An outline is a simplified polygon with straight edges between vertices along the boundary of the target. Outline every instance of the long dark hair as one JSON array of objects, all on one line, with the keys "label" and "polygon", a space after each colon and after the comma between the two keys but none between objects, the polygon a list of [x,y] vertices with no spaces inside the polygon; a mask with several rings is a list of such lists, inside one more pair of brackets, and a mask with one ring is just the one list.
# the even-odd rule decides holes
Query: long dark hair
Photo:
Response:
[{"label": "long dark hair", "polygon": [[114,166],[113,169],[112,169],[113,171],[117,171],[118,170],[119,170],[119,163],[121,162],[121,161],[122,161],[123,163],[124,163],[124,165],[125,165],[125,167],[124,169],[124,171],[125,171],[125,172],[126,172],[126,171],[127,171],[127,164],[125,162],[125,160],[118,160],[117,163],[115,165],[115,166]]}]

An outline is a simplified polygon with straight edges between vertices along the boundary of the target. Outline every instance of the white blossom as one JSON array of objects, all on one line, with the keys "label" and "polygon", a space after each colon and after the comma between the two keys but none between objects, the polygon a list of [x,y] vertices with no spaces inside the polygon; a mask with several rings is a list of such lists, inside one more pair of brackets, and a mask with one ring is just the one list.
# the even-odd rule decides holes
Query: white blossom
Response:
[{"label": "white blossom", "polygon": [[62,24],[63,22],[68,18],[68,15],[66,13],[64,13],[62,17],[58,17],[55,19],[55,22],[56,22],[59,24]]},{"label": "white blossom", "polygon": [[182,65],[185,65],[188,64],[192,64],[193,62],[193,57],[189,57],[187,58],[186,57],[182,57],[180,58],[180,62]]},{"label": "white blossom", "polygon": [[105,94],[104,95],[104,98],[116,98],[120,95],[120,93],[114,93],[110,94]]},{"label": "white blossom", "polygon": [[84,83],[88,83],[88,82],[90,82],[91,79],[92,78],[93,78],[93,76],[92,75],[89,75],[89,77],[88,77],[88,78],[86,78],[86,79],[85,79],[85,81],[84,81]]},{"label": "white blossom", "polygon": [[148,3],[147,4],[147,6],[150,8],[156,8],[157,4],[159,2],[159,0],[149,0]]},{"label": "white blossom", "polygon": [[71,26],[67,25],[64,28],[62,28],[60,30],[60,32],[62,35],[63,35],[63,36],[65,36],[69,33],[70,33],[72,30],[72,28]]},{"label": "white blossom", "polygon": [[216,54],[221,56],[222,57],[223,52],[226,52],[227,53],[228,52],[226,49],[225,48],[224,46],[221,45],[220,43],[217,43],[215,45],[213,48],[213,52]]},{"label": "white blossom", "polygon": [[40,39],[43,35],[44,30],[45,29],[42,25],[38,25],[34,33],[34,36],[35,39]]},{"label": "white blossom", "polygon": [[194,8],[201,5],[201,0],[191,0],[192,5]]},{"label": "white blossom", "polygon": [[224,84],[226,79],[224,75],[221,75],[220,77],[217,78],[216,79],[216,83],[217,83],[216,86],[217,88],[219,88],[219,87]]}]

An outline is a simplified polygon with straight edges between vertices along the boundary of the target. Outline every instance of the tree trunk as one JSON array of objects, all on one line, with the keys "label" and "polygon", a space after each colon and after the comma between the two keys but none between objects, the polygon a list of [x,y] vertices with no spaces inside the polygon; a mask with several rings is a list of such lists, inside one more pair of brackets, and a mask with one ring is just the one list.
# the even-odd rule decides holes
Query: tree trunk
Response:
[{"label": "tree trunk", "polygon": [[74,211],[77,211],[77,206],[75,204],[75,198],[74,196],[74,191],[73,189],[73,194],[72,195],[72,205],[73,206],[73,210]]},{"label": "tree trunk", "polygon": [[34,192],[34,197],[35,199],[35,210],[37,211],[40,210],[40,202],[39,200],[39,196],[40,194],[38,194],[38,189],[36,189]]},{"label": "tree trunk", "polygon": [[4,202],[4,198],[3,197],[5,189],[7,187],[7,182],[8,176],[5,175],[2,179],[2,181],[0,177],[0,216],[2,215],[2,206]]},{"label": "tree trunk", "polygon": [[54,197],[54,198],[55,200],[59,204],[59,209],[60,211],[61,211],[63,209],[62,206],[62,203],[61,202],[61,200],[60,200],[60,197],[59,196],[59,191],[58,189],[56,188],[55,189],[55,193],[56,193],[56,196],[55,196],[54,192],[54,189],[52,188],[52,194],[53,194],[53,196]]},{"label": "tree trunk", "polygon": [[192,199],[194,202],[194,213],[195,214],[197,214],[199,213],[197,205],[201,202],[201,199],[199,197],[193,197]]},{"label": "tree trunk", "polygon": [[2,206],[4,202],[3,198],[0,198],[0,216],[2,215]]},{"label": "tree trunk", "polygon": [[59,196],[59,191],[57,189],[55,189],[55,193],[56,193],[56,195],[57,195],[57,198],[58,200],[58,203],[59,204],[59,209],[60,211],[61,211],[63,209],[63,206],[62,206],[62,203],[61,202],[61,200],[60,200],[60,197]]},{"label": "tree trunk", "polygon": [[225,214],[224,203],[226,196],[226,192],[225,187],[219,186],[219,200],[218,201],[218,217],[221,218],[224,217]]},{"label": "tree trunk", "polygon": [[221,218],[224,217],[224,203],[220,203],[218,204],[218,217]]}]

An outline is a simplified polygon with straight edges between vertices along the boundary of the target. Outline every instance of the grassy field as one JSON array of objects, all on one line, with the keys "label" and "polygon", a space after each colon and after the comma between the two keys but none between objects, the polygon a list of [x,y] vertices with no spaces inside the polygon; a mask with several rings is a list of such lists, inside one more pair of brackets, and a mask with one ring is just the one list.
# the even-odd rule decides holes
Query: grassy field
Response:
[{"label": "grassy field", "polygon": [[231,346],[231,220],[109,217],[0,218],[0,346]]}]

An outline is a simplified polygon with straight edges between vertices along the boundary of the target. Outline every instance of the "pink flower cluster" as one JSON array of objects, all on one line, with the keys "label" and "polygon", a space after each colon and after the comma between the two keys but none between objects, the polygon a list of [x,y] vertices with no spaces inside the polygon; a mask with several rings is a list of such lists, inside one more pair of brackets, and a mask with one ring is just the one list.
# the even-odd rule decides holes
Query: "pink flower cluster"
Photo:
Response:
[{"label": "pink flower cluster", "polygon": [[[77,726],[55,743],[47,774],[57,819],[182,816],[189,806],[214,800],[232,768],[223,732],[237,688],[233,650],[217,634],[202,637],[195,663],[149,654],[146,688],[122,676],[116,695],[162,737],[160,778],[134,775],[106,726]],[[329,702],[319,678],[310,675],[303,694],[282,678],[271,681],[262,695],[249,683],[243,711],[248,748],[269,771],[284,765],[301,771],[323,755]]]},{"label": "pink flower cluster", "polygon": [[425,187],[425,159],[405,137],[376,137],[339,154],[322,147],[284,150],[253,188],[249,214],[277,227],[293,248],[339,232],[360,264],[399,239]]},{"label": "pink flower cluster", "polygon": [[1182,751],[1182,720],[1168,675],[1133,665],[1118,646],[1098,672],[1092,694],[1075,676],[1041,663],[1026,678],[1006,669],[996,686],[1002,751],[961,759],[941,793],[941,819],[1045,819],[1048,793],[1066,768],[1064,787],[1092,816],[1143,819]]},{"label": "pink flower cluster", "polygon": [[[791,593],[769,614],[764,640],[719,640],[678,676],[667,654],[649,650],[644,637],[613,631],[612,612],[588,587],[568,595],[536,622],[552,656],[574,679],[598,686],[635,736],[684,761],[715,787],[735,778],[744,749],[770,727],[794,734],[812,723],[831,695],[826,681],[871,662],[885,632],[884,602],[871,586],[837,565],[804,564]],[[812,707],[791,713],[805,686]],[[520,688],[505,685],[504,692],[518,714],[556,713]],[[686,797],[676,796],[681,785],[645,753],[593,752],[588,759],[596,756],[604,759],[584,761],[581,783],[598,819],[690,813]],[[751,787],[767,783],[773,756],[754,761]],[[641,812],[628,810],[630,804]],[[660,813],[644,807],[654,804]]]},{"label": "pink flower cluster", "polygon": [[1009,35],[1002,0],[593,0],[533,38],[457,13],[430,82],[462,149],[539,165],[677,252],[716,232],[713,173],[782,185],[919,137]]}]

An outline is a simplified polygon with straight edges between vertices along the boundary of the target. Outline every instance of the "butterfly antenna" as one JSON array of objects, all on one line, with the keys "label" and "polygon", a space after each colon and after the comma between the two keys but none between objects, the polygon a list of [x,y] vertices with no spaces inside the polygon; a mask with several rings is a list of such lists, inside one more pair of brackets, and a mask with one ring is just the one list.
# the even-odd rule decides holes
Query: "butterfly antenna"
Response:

◆ **What you have to do**
Extract each line above that contains the string "field", matching case exactly. Reproduce every such line in full.

◆ **Exercise result**
An outline is a simplified polygon with straight edges between vertices along the boundary of the target. Outline every instance of the grassy field as one JSON array of objects, all on one line, with the keys "label" and "polygon", a space after each colon and after the comma between the two keys but none between objects, the polygon a list of [x,y] vertices with no spaces inside the polygon; a mask with several rings is a list of such lists, inside one more pair of brackets, and a mask with one ring is just the one list.
Query: grassy field
[{"label": "grassy field", "polygon": [[231,346],[231,220],[109,217],[0,218],[0,346]]}]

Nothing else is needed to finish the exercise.